## Task directions
Rewrite all the records below, swapping "point to" for "mark" and keeping everything else the same.

## Records for this exercise
________________

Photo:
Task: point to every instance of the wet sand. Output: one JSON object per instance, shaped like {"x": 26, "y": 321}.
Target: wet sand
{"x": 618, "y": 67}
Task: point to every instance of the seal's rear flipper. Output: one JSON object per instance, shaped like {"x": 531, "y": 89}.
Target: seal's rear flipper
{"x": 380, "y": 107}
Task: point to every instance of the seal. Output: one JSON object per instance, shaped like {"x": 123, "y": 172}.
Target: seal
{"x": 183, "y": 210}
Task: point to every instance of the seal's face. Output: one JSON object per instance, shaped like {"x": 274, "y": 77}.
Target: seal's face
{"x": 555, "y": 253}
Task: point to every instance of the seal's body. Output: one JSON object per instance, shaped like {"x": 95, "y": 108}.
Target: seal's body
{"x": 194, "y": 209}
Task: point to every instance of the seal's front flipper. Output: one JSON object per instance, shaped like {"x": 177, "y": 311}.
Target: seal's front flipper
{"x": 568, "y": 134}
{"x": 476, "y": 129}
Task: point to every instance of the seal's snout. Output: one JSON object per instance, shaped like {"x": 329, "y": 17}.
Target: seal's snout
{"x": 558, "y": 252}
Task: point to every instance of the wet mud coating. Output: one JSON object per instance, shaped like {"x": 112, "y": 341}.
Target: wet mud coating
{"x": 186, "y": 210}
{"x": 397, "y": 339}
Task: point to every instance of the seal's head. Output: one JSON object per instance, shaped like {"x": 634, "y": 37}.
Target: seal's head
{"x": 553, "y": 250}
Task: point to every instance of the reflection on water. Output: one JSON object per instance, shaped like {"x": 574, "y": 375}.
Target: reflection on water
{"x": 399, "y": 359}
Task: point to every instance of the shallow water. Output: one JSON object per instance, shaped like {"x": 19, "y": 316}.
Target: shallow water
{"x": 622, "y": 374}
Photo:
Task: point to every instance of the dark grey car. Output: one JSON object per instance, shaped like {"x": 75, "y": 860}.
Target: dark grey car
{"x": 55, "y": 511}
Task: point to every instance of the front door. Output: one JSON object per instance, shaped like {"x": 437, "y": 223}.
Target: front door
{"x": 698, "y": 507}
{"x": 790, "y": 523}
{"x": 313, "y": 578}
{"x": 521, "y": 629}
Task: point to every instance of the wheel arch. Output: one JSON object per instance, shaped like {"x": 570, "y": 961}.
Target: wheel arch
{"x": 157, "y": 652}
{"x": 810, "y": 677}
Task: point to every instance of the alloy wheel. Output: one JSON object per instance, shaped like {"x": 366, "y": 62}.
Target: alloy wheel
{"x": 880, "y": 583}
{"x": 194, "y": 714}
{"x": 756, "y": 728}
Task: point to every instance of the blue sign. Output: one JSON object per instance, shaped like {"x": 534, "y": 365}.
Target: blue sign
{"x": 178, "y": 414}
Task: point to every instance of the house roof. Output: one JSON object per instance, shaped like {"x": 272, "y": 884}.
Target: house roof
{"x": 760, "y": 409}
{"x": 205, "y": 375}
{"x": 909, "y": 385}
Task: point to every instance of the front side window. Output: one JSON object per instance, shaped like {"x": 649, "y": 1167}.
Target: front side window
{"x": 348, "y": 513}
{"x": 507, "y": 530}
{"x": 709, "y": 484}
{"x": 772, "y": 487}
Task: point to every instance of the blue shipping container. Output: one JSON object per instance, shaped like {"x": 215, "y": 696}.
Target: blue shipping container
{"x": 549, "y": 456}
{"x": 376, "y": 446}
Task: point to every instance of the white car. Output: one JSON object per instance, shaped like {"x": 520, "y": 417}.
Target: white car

________________

## Final result
Photo:
Task: mark every instance of the wet sand. Output: one JSON object per instance, shaped like {"x": 26, "y": 321}.
Target: wet sand
{"x": 618, "y": 67}
Task: mark every instance of the seal's rear flipper. Output: one JSON object per instance, shaped like {"x": 531, "y": 89}.
Target: seal's rear flipper
{"x": 380, "y": 107}
Task: mark every instance of the seal. Output: one JSON object per instance, shaped like {"x": 123, "y": 172}.
Target: seal
{"x": 183, "y": 210}
Task: mark every instance of the seal's face. Output: one JSON object per instance, shaped like {"x": 274, "y": 77}.
Target: seal's face
{"x": 555, "y": 253}
Task: mark every instance of the seal's body. Output: one JSON object per instance, shaped like {"x": 95, "y": 108}.
Target: seal's body
{"x": 194, "y": 209}
Task: mark every instance of the seal's front flipper. Output: one JSON object per instance, shaped like {"x": 177, "y": 311}.
Target: seal's front flipper
{"x": 568, "y": 134}
{"x": 476, "y": 129}
Task: mark every instance of the seal's snout. Output: one JSON object per instance, shaped like {"x": 329, "y": 17}.
Target: seal's snout
{"x": 558, "y": 252}
Task: mark every instance of the wet mud coating. Output: one JSON object per instance, shaped like {"x": 112, "y": 341}.
Target: wet mud coating
{"x": 186, "y": 210}
{"x": 397, "y": 339}
Task: mark every instance of the seal's head. Output: one JSON object per instance, shaped like {"x": 634, "y": 37}.
Target: seal's head
{"x": 553, "y": 250}
Task: mark every instance of the reflection on water. Output: one JSON object per instance, shaped like {"x": 574, "y": 375}.
Target: reflection on water
{"x": 399, "y": 359}
Task: mark every instance of the shallow water. Output: one JSON object per instance, shaped like {"x": 19, "y": 316}.
Target: shallow water
{"x": 622, "y": 374}
Photo:
Task: mark every instance of the dark grey car. Output: one JSON object per instance, shaped like {"x": 75, "y": 860}.
Target: dark grey car
{"x": 55, "y": 511}
Task: mark every instance of the front door. Output: one JSON object per instance, shaped like {"x": 437, "y": 223}.
Target: front door
{"x": 698, "y": 507}
{"x": 790, "y": 523}
{"x": 313, "y": 578}
{"x": 521, "y": 629}
Task: mark every instance of the wheel arch. Output: one JSON object per instance, shaped like {"x": 570, "y": 961}.
Target: wheel arch
{"x": 157, "y": 652}
{"x": 810, "y": 677}
Task: mark every instance of the alloy wheel. Output: one JSON object per instance, shaped like {"x": 366, "y": 62}.
Target: alloy wheel
{"x": 880, "y": 583}
{"x": 194, "y": 714}
{"x": 756, "y": 728}
Task: mark every instance of the blue sign. Output: one JSON object per instance, shaped like {"x": 534, "y": 365}.
Target: blue sign
{"x": 178, "y": 414}
Task: mark every instance of the house roof. Output: one JSON object per instance, shaped like {"x": 272, "y": 884}.
Target: house roof
{"x": 760, "y": 409}
{"x": 205, "y": 375}
{"x": 909, "y": 385}
Task: mark every instance of the front side window. Output: one JSON object per instance, shaped like {"x": 649, "y": 1167}.
Target: front side window
{"x": 348, "y": 513}
{"x": 507, "y": 530}
{"x": 709, "y": 484}
{"x": 772, "y": 487}
Task: mark every instance of the blue shipping container. Output: one JSON object per instance, shaped like {"x": 215, "y": 696}.
Target: blue shipping container
{"x": 549, "y": 456}
{"x": 376, "y": 446}
Task: mark every instance of the white car. Output: one JSON object per instance, shaped like {"x": 520, "y": 417}.
Target: white car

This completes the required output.